THE TASK: Rewrite the entire listing below, changing every "Sample" to "Reference" and keeping everything else the same.

GIVEN RECORDS:
▼▼▼
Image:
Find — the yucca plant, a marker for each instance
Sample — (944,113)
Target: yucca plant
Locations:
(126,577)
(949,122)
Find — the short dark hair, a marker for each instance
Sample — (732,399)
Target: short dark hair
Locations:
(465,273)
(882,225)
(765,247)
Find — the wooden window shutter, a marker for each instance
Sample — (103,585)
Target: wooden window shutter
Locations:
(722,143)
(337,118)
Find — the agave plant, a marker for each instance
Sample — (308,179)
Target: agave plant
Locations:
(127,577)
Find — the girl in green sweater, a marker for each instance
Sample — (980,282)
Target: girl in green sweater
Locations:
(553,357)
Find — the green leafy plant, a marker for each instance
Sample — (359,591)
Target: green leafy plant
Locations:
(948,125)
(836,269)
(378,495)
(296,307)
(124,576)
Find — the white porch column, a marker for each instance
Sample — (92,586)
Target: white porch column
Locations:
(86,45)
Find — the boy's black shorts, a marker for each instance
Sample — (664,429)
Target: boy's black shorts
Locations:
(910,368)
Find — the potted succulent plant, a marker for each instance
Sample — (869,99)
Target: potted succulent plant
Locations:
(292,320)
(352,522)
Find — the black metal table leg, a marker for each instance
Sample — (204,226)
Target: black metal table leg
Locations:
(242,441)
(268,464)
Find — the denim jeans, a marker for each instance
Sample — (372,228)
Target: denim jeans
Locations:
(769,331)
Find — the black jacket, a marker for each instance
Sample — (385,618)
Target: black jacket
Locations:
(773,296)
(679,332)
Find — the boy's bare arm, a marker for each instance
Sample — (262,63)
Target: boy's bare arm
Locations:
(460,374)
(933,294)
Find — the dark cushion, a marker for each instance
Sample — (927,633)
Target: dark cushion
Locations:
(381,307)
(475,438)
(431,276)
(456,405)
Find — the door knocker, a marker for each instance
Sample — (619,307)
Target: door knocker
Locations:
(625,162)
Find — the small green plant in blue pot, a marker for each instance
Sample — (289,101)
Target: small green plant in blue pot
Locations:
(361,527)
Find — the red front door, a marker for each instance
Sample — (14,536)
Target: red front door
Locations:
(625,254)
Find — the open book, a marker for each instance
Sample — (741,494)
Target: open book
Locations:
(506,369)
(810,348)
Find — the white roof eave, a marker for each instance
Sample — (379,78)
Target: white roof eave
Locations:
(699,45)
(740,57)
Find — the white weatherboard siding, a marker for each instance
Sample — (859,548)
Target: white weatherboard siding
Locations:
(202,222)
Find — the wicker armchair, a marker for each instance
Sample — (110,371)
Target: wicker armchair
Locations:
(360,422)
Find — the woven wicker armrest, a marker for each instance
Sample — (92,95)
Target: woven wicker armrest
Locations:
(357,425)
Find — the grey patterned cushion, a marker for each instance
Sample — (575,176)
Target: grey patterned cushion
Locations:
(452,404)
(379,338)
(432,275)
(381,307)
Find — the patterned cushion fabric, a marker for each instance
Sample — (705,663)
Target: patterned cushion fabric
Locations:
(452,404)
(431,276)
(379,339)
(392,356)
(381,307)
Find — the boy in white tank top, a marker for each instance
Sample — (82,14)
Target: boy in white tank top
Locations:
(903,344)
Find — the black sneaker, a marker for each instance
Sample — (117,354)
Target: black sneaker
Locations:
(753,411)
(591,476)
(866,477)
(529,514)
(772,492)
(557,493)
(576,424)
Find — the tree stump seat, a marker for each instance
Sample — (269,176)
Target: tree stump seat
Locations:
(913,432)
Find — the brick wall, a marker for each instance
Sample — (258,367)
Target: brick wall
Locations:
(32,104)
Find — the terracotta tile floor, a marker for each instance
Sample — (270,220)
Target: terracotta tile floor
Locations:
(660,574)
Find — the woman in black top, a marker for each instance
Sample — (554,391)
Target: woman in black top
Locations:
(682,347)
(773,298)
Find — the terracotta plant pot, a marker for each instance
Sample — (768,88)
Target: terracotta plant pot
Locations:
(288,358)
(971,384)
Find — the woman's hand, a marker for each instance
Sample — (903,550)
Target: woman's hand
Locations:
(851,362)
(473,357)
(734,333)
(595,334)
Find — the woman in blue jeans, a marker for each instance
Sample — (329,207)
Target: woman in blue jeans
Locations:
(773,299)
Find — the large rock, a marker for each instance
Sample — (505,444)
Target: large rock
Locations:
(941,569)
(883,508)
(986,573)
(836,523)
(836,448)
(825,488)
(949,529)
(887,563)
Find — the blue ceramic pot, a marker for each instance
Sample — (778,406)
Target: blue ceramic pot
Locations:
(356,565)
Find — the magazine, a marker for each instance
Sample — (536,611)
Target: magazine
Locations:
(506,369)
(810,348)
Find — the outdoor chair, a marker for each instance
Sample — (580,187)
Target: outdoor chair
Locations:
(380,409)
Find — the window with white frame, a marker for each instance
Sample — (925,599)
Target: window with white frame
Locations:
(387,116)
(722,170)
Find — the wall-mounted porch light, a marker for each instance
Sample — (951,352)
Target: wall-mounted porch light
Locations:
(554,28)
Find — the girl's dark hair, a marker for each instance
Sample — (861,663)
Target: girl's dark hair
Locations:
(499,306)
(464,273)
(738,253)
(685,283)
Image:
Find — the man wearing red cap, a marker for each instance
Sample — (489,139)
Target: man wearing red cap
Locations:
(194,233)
▲▲▲
COMPLETE ANSWER:
Image:
Find — the yucca plant, a marker for each instance
Reference — (944,113)
Target: yucca plant
Locations:
(126,577)
(949,122)
Find — the short dark hair, a marker for each instance
Reference — (732,399)
Target: short dark hair
Locations:
(465,273)
(882,225)
(765,247)
Find — the wooden window shutter, a marker for each instance
Reference — (103,585)
Target: wooden window shutter
Locations:
(722,143)
(337,118)
Find — the agave plant, a marker for each instance
Reference — (308,179)
Target: agave plant
Locations:
(127,577)
Find — the girl in green sweater, a marker for each instance
Reference — (980,282)
Target: girl in green sweater
Locations:
(553,357)
Find — the green leafy plant, a marker for each instance
Reference — (359,591)
Target: green leafy plant
Locations:
(948,125)
(836,269)
(378,495)
(296,307)
(124,576)
Find — the white porch column, a marker for each instance
Reference — (92,586)
Target: white porch column
Locations:
(86,45)
Find — the boy's black shorts, a marker for each instance
Reference — (664,429)
Target: boy's black shorts
Locations:
(910,368)
Find — the potted succulent plant, a marker for each instance
Reference — (869,99)
Target: potted succulent plant
Locations:
(292,320)
(352,522)
Find — the black metal table leg, a marker for each instance
Reference — (204,226)
Target: black metal table leg
Locations:
(242,441)
(268,464)
Find — the denim jeans, a marker for each instance
Reference — (372,228)
Target: denim jeans
Locations:
(769,331)
Find — the black jacket, a marker for each instance
Reference — (385,618)
Target: black jacket
Locations:
(773,296)
(679,332)
Find — the boy's bare arm, a marker for each instance
Reference — (262,63)
Target: boy's bare arm
Locations:
(460,374)
(933,294)
Find — the dark cushion, a marker for each instance
Reference — (927,633)
Target: dark cushion
Locations:
(381,307)
(475,438)
(431,276)
(456,405)
Find — the door knocker, a marker for each instance
Reference — (619,307)
Target: door knocker
Locations:
(625,162)
Find — the small green plant in blue pot, a marker for each instance
Reference — (289,101)
Target: small green plant in blue pot
Locations:
(361,527)
Find — the red front door, a marker for each instance
Reference — (14,536)
Target: red front door
Locations:
(625,254)
Find — the open book, a marker for each instance
Reference — (741,494)
Target: open book
Locations:
(506,369)
(810,348)
Find — the white roof eave, a marker for each instance
Reference — (379,78)
Target: white roof eave
Locations:
(699,45)
(740,57)
Find — the white weatherboard siding, a marker for each instance
Reference — (859,548)
Target: white weatherboard siding
Locations:
(202,222)
Find — the wicker armchair, a marker for each instance
Reference — (110,371)
Target: wicker armchair
Locations:
(360,422)
Find — the woven wicker armrest, a marker for each instance
Reference — (92,95)
Target: woven wicker armrest
Locations:
(357,425)
Find — the grey patterned cushion, a marker for each instance
Reference — (575,176)
Target: grey patterned cushion
Locations:
(452,404)
(379,338)
(432,275)
(381,307)
Find — the patterned cushion fabric, a marker for each instance
Reference — (705,663)
Target: patterned cushion fabric
Locations:
(452,404)
(431,276)
(379,339)
(392,356)
(381,307)
Find — the boy in white tank top, a marker for each instance
Reference — (82,14)
Target: boy in white tank top
Locations:
(903,344)
Find — the black sneaker, a marker for each instance
Reference — (117,354)
Target: black sneaker
Locations:
(753,411)
(591,476)
(866,477)
(529,514)
(772,492)
(557,493)
(576,424)
Find — the tree stump seat, a marker for each instance
Reference — (269,176)
Target: tree stump seat
Locations:
(913,432)
Find — the brick wall, a marker for each instance
Reference — (258,367)
Target: brick wall
Locations:
(32,104)
Find — the terracotta tile floor, a marker for each instance
Reference — (270,220)
Target: terracotta tile floor
Locations:
(660,574)
Find — the woman in black top, a marker for each instance
Reference — (554,391)
Target: woman in black top
Locations:
(682,347)
(773,298)
Find — the terracotta plant pot, a marker for each instance
Reference — (768,88)
Target: terracotta plant pot
Locations:
(288,358)
(971,384)
Find — the woman's hand, a marker for each instance
Reference — (903,550)
Target: woman's hand
Locations:
(851,362)
(473,357)
(734,333)
(595,334)
Find — the woman in blue jeans, a marker for each instance
Reference — (329,207)
Target: woman in blue jeans
Locations:
(773,299)
Find — the large rock, a marker for each instance
Reference — (505,444)
Target: large rock
Locations:
(941,569)
(883,508)
(986,573)
(836,523)
(836,448)
(825,488)
(949,529)
(887,563)
Find — the blue ceramic pot, a marker for each instance
Reference — (778,406)
Target: blue ceramic pot
Locations:
(356,565)
Find — the magazine, a marker for each instance
Reference — (536,611)
Target: magazine
Locations:
(506,369)
(810,348)
Find — the outdoor chair, a marker for each instance
Reference — (580,187)
Target: outdoor chair
Locations:
(380,409)
Find — the window with white frame, a marker for each instance
Reference — (925,599)
Target: window with white frame
Locations:
(387,116)
(722,170)
Find — the wall-mounted porch light, a marker for each instance
Reference — (951,352)
Target: wall-mounted porch light
Locations:
(554,28)
Find — the girl's dark hair, a marker for each instance
Reference — (861,663)
Target: girl's dark hair
Locations:
(499,306)
(464,273)
(738,253)
(685,283)
Image:
Find — the man wearing red cap, a marker for each instance
Reference — (489,139)
Target: man wearing red cap
Locations:
(194,233)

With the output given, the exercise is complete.